__Try it__
Set down each entry exactly as it stands, without altering a single character.

__Data provided__
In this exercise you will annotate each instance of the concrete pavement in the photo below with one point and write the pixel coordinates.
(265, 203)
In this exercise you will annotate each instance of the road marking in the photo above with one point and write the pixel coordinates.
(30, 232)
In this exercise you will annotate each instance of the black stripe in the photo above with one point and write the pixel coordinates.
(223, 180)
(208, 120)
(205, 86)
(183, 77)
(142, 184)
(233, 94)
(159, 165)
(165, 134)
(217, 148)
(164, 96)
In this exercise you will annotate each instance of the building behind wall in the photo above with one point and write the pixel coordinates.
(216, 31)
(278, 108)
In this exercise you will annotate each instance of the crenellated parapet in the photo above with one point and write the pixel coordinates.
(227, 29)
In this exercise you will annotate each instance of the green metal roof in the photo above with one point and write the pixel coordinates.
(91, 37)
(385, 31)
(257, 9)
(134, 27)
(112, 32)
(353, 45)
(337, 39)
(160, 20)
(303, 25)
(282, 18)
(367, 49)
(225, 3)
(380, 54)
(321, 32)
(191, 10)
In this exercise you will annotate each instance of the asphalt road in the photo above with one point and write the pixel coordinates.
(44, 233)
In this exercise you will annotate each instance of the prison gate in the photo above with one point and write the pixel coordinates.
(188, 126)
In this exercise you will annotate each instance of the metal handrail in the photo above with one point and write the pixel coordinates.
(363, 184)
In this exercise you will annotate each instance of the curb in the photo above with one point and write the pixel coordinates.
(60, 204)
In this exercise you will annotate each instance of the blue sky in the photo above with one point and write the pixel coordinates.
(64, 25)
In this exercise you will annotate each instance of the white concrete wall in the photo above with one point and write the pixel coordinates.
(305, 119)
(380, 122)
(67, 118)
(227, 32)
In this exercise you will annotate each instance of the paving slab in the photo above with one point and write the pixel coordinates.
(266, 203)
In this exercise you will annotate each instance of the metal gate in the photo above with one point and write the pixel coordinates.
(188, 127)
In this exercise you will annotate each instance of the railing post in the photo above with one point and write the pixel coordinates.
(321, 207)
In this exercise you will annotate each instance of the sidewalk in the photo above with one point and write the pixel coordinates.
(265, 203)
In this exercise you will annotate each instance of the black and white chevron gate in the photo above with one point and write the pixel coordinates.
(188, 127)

__Task answer__
In this exercise you will annotate each instance of the concrete pavement in the photo below with one point and write the pixel coordinates.
(265, 203)
In this exercise you will annotate each instance of the road marking in the photo above with one point and write the pixel coordinates.
(30, 232)
In this exercise you will annotate each instance of the black stripe in the photo above with one point and write the pixel coordinates.
(223, 180)
(208, 120)
(205, 86)
(183, 77)
(142, 184)
(233, 94)
(159, 165)
(165, 134)
(217, 148)
(164, 96)
In this exercise you will annotate each instance of the building behind wall in the photo above with one point and write the pixel coordinates.
(216, 31)
(278, 108)
In this exercise you will annotate each instance of the crenellated parapet in the photo above with one point and write the pixel coordinates.
(227, 29)
In this exercise you will annotate each instance of the green metal roof in the photo above with one point and write the pixel coordinates.
(91, 37)
(385, 31)
(257, 9)
(134, 27)
(112, 32)
(353, 45)
(337, 39)
(160, 20)
(303, 25)
(282, 18)
(367, 49)
(225, 3)
(380, 54)
(321, 32)
(191, 10)
In this exercise you will annotate each instance of the asphalt road in the photo above with one point and write the pixel coordinates.
(44, 233)
In this exercise you will annotate each instance of the prison gate in the photo above with one point and write the pixel coordinates.
(188, 126)
In this exercise you will annotate each instance of the metal handrail in the photo above with one point and write the pixel coordinates.
(363, 184)
In this exercise you will annotate each instance of the curb in the photo above with one point and write the pixel coordinates.
(60, 204)
In this exercise you will annotate each instance of the blue sky in the photo above with one point and write the pixel coordinates.
(64, 25)
In this exercise you will annotate each instance of the white concrete wall in the photo above with one point and write the pixel coordinates.
(305, 119)
(380, 122)
(67, 118)
(227, 32)
In this exercise you will annotate each instance of the paving slab in the photo above with one point and write the pixel coordinates.
(266, 203)
In this exercise you will annotate each instance of the metal gate in the photo above with one point and write the pixel coordinates.
(188, 127)
In this exercise you will annotate each instance of the railing post in the photo above with one point and write the pixel coordinates.
(321, 207)
In this exercise you will annotate each instance of the sidewalk in the photo above with one point and write the pixel coordinates.
(265, 203)
In this exercise you will annotate each instance of the black and white chevron gate in the photo above with one point and write the pixel coordinates.
(188, 127)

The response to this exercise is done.